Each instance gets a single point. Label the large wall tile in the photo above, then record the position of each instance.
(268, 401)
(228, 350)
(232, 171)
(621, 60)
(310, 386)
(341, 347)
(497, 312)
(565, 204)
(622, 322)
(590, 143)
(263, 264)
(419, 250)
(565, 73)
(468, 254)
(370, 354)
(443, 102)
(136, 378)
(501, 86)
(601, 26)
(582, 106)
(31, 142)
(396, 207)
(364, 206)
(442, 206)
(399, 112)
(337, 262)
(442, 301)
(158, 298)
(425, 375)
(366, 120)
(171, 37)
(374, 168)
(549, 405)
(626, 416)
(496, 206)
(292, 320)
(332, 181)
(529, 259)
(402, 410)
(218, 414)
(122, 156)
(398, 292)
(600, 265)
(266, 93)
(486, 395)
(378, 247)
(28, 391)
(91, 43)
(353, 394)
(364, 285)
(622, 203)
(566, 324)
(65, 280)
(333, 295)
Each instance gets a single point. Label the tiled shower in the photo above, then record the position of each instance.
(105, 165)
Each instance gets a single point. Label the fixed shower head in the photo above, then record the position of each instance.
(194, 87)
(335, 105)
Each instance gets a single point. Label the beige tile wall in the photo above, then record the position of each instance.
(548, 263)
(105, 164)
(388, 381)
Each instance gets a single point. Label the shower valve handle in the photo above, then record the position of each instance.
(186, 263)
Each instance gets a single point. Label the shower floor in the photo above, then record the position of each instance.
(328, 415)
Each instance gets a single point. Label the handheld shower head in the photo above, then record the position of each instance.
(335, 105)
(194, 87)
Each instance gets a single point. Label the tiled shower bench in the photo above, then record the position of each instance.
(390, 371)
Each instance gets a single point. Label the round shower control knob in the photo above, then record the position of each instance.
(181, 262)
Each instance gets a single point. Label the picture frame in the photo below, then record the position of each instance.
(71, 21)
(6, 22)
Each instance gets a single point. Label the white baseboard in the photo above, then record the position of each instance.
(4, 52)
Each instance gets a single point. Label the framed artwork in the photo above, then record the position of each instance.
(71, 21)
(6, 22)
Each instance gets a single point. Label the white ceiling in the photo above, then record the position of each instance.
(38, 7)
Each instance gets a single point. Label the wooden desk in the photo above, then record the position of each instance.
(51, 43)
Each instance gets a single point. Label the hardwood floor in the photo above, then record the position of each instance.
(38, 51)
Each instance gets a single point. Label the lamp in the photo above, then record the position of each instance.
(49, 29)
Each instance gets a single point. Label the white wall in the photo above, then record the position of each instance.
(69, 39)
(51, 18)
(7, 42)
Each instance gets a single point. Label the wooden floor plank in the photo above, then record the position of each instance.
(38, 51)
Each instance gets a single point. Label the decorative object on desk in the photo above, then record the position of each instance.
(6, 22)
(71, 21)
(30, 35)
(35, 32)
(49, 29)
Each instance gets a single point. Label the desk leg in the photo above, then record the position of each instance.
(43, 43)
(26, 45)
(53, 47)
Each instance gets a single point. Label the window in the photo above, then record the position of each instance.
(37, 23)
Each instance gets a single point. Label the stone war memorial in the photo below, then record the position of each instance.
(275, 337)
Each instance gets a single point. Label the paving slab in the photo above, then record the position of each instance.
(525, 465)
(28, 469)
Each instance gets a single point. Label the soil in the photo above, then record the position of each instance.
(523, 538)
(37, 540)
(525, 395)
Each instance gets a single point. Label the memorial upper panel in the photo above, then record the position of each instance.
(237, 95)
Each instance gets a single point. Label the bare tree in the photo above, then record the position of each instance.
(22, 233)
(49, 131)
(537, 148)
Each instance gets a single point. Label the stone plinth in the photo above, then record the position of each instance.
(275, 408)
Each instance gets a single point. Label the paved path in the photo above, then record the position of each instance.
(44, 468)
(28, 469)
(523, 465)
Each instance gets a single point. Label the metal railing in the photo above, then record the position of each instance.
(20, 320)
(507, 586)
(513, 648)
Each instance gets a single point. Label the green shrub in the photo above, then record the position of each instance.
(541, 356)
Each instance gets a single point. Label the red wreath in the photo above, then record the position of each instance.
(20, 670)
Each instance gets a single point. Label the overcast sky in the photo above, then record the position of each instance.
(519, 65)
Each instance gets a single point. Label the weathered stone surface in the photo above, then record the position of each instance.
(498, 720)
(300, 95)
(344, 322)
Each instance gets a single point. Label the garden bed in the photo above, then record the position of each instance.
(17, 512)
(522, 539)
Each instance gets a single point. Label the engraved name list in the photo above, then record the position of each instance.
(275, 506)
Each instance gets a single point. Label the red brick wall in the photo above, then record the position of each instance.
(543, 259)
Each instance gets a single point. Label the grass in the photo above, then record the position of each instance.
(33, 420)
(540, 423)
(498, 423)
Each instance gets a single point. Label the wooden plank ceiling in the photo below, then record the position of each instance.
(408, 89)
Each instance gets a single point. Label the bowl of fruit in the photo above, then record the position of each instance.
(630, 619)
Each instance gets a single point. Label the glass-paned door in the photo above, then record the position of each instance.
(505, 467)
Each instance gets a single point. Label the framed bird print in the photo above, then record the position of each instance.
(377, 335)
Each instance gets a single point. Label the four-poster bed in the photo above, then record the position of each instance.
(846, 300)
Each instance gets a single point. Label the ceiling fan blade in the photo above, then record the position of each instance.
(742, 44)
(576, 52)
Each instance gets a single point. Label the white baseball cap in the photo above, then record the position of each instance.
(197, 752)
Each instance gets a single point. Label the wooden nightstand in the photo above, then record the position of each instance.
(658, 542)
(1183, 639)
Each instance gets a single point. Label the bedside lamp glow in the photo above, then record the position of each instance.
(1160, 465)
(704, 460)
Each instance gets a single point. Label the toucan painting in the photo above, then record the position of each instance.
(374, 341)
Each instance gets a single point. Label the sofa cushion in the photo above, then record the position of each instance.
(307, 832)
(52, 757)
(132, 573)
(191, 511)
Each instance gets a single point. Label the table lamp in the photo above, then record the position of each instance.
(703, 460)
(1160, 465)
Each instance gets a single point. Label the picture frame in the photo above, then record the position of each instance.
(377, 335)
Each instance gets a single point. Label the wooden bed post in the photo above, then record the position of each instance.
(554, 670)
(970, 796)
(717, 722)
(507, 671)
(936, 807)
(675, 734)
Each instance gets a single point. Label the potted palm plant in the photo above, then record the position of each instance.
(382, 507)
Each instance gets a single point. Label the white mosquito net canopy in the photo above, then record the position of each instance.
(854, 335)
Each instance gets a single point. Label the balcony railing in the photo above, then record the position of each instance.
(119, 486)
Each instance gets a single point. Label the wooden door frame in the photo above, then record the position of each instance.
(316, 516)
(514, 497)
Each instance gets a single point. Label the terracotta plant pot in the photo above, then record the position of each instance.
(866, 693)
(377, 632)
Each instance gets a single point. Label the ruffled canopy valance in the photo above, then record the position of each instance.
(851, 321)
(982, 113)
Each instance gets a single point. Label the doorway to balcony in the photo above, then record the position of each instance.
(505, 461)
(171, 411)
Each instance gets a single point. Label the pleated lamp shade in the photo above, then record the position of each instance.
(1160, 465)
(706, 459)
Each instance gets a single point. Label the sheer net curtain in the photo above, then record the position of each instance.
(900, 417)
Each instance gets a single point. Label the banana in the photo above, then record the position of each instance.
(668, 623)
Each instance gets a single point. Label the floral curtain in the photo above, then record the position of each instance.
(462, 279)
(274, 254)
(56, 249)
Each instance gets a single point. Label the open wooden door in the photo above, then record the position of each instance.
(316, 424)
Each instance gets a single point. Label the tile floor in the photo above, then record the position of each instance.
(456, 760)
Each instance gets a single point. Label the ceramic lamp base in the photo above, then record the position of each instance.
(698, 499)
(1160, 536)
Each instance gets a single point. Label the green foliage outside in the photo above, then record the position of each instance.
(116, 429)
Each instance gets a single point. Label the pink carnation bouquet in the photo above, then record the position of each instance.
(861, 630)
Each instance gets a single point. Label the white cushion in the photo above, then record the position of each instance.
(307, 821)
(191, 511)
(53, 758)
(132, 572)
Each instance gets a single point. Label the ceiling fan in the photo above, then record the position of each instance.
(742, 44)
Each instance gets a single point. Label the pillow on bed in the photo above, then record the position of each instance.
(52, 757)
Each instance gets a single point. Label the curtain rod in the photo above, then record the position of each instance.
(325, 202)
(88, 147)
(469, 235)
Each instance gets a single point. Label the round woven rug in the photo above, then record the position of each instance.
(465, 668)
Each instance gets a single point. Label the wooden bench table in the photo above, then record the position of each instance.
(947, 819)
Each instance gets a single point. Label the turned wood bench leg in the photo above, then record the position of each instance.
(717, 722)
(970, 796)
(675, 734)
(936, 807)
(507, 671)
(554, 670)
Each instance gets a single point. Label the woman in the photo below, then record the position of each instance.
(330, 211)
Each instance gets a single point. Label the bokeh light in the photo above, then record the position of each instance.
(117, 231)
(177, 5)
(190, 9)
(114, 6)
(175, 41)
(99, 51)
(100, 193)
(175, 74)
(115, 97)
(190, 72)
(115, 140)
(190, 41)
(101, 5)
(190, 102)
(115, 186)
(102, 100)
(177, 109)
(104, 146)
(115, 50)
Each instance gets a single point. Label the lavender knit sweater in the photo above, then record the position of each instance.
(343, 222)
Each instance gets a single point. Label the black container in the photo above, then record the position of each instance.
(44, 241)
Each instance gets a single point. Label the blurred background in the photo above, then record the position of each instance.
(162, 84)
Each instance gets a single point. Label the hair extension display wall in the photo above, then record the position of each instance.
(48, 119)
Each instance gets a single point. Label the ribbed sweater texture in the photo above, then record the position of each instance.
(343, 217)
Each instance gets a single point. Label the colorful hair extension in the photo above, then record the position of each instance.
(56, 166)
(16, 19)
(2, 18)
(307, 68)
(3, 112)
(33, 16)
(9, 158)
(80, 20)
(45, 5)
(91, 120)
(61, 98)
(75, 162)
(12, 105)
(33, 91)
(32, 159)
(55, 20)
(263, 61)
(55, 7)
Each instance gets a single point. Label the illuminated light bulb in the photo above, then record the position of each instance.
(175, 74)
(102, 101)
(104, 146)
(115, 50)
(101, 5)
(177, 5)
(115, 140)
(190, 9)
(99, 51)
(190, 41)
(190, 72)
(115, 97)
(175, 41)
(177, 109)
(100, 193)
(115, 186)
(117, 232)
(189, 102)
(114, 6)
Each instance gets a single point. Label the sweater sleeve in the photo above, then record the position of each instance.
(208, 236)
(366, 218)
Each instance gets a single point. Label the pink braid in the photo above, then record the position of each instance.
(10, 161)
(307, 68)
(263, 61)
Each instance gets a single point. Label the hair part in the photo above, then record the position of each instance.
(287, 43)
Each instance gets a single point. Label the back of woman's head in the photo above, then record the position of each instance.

Aim: Write out once more the lines above beginning at the line with "Each instance gets a single point. Label the hair extension"; continue through the final line and stop there.

Correct response:
Each instance gets a single point. Label the hair extension display wall in the photo above, then record the position of each instance.
(48, 119)
Each instance gets a single point. Label the ribbed sweater texture in the photo above, then record the position of each instance.
(343, 217)
Each instance gets a single point. Label the colorful hair extension in the photo above, then record the position of each instance.
(56, 166)
(16, 19)
(2, 18)
(307, 68)
(3, 112)
(33, 16)
(9, 158)
(80, 20)
(45, 5)
(91, 120)
(61, 98)
(75, 162)
(12, 105)
(33, 91)
(32, 159)
(55, 20)
(263, 61)
(55, 7)
Each instance gets a single point. Label the illuminated light bulb in the photo above, then record the position of each instance.
(175, 74)
(102, 101)
(104, 146)
(115, 50)
(101, 5)
(177, 5)
(115, 140)
(190, 9)
(99, 51)
(190, 41)
(190, 72)
(115, 97)
(175, 41)
(177, 109)
(100, 193)
(115, 186)
(117, 232)
(189, 102)
(114, 6)
Each instance gets a single point. Label the sweater sleeve in the photo above, then record the position of each instance.
(208, 236)
(366, 218)
Each instance gets a single point. Label the pink braid in the photo above, then record the position of each instance.
(10, 161)
(307, 68)
(263, 61)
Each instance gets a single point. Label the hair part in the photo above, then record the position of each instance.
(287, 43)
Each instance gets a single point. Label the back of woman's head in the photo above, then record the position of each instance.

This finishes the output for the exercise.